● What you should do:
Set down the full listing exactly, character for character.

● Items listed in a dataset:
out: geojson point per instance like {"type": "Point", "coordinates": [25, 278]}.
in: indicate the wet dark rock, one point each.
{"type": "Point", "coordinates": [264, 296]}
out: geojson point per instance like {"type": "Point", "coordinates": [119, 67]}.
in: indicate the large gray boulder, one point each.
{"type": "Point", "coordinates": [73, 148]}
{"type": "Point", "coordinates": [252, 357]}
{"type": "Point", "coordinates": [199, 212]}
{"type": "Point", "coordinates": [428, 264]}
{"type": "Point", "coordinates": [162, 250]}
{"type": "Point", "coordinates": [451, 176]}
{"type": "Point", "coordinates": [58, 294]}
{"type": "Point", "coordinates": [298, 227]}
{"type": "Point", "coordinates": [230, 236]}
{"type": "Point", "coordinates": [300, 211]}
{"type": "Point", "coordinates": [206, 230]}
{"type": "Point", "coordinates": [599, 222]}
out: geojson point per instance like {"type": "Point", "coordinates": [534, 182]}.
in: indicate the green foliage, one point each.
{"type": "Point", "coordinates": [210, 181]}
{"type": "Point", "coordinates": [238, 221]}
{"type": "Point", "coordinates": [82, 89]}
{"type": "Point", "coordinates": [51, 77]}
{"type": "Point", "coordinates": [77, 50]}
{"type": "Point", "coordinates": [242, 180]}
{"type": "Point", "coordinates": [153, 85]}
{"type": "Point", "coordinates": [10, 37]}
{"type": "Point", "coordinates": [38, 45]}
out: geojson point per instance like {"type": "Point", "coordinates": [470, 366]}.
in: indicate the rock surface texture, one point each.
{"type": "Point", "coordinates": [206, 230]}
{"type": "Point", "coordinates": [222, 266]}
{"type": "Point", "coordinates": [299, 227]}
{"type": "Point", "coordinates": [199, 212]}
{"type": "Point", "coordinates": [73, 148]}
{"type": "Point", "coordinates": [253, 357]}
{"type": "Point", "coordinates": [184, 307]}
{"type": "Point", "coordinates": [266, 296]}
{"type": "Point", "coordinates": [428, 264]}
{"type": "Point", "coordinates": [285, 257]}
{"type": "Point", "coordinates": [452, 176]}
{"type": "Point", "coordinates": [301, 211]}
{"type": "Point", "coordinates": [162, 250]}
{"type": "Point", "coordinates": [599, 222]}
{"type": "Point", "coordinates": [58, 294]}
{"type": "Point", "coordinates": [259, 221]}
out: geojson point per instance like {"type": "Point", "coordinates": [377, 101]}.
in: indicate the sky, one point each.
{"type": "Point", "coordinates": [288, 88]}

● Solution to this problem:
out: geojson point per instance like {"type": "Point", "coordinates": [25, 278]}.
in: indicate the wet dark rock, one point each.
{"type": "Point", "coordinates": [264, 296]}
out: geojson point per instance like {"type": "Point", "coordinates": [119, 67]}.
in: indicate the large gray boulder, one point each.
{"type": "Point", "coordinates": [73, 148]}
{"type": "Point", "coordinates": [252, 357]}
{"type": "Point", "coordinates": [199, 212]}
{"type": "Point", "coordinates": [428, 264]}
{"type": "Point", "coordinates": [162, 250]}
{"type": "Point", "coordinates": [451, 176]}
{"type": "Point", "coordinates": [58, 294]}
{"type": "Point", "coordinates": [298, 227]}
{"type": "Point", "coordinates": [230, 236]}
{"type": "Point", "coordinates": [300, 211]}
{"type": "Point", "coordinates": [206, 230]}
{"type": "Point", "coordinates": [599, 222]}
out: geojson point per instance like {"type": "Point", "coordinates": [534, 182]}.
in: indicate the green foliage, one point each.
{"type": "Point", "coordinates": [210, 181]}
{"type": "Point", "coordinates": [238, 221]}
{"type": "Point", "coordinates": [82, 89]}
{"type": "Point", "coordinates": [51, 77]}
{"type": "Point", "coordinates": [77, 50]}
{"type": "Point", "coordinates": [242, 180]}
{"type": "Point", "coordinates": [153, 85]}
{"type": "Point", "coordinates": [10, 37]}
{"type": "Point", "coordinates": [38, 45]}
out: geojson point per instance like {"type": "Point", "coordinates": [470, 366]}.
in: indicate the rock surface texture, one point each.
{"type": "Point", "coordinates": [206, 230]}
{"type": "Point", "coordinates": [222, 266]}
{"type": "Point", "coordinates": [299, 227]}
{"type": "Point", "coordinates": [199, 212]}
{"type": "Point", "coordinates": [73, 148]}
{"type": "Point", "coordinates": [253, 357]}
{"type": "Point", "coordinates": [184, 307]}
{"type": "Point", "coordinates": [266, 296]}
{"type": "Point", "coordinates": [428, 264]}
{"type": "Point", "coordinates": [285, 257]}
{"type": "Point", "coordinates": [452, 176]}
{"type": "Point", "coordinates": [301, 211]}
{"type": "Point", "coordinates": [162, 250]}
{"type": "Point", "coordinates": [599, 222]}
{"type": "Point", "coordinates": [58, 294]}
{"type": "Point", "coordinates": [259, 221]}
out: geojson point per instance like {"type": "Point", "coordinates": [377, 101]}.
in: indicate the sky, one point each.
{"type": "Point", "coordinates": [288, 88]}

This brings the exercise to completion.